DIRECTIONS FOR THIS TASK = The answer should be a single number: how many lines of the entries below hold the word "rock".

Data entries =
※
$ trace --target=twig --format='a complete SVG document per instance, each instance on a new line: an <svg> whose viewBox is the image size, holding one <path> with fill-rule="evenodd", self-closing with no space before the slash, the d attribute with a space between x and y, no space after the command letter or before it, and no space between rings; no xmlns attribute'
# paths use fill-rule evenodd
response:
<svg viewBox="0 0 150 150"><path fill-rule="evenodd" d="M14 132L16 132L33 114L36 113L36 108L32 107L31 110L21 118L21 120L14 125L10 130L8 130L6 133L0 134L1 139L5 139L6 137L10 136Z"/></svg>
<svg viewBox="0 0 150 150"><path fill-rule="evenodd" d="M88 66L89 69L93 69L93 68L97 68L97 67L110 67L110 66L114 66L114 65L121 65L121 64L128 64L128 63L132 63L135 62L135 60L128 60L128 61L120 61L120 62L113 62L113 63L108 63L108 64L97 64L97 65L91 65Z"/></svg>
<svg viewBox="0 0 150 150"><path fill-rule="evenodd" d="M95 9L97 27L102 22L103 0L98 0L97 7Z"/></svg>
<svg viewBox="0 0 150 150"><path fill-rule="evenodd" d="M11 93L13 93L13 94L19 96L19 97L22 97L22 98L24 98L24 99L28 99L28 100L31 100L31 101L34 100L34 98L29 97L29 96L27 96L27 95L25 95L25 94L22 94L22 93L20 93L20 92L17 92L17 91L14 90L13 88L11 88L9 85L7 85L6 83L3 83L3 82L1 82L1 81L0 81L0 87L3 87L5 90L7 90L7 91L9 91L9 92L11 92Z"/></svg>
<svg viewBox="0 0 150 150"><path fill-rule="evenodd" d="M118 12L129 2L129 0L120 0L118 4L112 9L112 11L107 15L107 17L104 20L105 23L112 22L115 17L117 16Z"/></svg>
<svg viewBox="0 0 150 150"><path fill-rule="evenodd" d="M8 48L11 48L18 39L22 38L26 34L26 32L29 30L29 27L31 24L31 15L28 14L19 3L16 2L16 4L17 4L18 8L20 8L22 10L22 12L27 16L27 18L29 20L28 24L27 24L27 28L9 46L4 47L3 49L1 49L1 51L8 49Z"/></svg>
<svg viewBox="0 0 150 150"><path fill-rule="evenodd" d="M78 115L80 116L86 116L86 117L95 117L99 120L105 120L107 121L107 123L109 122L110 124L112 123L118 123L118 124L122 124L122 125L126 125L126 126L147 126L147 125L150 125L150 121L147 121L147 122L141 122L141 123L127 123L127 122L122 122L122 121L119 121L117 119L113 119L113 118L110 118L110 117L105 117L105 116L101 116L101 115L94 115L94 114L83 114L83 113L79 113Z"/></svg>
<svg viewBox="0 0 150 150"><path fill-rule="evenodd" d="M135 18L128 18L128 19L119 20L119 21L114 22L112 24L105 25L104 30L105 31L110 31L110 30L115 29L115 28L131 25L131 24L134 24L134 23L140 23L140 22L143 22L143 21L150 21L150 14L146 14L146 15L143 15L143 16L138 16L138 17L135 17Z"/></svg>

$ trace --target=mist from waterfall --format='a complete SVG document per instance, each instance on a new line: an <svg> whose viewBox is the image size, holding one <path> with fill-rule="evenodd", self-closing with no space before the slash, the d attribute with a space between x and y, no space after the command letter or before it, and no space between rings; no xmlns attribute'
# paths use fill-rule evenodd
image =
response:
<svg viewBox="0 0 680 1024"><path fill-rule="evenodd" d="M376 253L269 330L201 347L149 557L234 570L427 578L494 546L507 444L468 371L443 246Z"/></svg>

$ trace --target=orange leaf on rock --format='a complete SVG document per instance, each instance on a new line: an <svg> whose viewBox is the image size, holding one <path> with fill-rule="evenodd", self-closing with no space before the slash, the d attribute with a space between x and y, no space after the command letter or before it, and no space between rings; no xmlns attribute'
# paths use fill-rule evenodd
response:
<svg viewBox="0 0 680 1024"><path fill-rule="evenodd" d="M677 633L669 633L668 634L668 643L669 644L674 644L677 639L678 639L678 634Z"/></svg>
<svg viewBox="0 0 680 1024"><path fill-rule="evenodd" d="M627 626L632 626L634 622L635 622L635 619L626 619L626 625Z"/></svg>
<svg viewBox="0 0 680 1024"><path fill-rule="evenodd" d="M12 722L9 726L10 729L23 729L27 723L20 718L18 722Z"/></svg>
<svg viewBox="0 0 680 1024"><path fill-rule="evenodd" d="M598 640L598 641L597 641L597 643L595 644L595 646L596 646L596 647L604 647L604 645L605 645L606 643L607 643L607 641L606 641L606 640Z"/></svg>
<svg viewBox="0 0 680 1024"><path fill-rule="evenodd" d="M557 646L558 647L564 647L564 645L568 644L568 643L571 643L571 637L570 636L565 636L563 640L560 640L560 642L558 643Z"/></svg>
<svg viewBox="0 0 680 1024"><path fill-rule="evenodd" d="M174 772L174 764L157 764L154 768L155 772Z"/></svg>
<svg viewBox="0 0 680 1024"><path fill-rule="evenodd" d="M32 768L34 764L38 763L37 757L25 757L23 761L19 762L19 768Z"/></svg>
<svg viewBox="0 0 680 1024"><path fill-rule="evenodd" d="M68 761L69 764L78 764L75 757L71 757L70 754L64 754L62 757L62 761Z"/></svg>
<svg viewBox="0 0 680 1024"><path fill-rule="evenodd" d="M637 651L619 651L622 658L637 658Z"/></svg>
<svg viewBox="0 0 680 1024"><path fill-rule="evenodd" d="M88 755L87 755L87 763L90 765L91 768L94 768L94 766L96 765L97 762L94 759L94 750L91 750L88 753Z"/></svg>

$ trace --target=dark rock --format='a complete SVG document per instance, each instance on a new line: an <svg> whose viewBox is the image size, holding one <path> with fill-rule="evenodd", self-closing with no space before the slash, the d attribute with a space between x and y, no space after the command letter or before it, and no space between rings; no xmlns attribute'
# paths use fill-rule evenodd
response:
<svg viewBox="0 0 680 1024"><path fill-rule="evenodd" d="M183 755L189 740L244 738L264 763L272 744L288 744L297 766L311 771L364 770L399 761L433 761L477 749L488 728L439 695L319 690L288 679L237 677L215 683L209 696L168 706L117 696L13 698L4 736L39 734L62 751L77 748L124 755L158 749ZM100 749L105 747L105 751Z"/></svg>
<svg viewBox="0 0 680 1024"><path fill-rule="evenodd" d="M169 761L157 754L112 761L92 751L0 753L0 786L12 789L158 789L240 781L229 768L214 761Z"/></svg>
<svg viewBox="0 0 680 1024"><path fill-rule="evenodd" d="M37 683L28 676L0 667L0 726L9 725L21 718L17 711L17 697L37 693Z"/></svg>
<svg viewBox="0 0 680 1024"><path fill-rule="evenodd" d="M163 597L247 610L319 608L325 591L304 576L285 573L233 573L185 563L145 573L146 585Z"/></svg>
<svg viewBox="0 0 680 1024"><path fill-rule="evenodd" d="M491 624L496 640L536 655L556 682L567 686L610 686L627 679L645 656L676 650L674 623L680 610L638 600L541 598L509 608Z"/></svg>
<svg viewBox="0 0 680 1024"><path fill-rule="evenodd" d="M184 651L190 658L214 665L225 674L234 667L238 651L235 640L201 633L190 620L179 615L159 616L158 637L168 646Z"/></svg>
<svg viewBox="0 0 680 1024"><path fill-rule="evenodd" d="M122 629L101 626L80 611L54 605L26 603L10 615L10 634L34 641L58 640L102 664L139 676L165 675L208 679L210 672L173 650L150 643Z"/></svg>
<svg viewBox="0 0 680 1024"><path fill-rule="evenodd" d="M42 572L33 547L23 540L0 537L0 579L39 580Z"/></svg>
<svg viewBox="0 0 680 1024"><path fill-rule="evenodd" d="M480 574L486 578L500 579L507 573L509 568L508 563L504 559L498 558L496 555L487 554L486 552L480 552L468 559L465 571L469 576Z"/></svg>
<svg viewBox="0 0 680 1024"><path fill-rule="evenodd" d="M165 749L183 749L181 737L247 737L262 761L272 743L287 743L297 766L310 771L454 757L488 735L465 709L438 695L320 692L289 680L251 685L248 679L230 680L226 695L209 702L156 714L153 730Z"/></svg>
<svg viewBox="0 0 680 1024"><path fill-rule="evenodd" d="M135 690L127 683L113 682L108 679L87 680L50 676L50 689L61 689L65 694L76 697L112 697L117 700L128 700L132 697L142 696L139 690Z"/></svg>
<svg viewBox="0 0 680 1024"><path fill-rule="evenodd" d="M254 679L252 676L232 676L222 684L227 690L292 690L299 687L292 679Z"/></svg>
※
OUTPUT = 2